▸ What to do
Skipping any pictures, give all of the records below again exactly.

▸ Data section
══════════
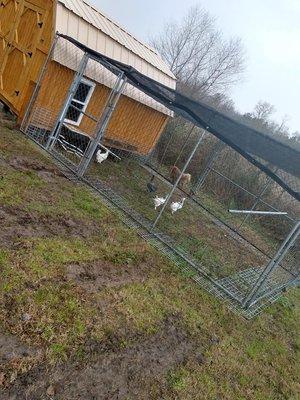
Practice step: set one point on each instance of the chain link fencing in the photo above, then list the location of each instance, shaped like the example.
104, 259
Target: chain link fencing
215, 210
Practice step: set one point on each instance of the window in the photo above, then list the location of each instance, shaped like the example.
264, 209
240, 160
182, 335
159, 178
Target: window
80, 101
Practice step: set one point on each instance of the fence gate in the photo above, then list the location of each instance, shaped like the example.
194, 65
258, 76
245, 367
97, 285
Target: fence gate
189, 193
69, 111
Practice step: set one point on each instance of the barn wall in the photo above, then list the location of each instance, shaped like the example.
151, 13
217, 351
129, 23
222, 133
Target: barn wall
133, 125
26, 31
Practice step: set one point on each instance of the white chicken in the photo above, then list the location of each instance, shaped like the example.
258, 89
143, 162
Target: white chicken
100, 157
175, 206
158, 201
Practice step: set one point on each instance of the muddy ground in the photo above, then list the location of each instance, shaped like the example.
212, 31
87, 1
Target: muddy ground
══════════
▸ Output
Practice step: set one point on each instance of the chain link fencing in the photo above, then list the location of each instance, shaped like the example.
104, 259
Target: chain link fencing
215, 210
Practice step: set one point on each instance of the window in the photo above, then list the location of each instance, shaped like the example.
264, 209
240, 160
182, 335
159, 178
Target: window
80, 101
Practice step: set one point on each instance of the fence gate in the photo above, then list the location of each instance, shaped like the example.
194, 65
258, 76
245, 367
97, 285
Target: fence gate
189, 193
69, 111
Practice step: set one point on each instance of the barn wall in the photo above, then list the location of each instance, shaped like the example.
151, 13
217, 351
129, 23
222, 133
Target: barn wall
133, 125
26, 31
Practice step: set one point on each instance of the white chicken in the photo above, then list the location of each instance, shaped like the example.
258, 89
143, 162
Target: white chicken
100, 157
175, 206
158, 201
Practice step: set one point on each instance of the muddy ground in the photo above, then list the location of each instance, shaped like the example.
212, 31
87, 1
Target: muddy ground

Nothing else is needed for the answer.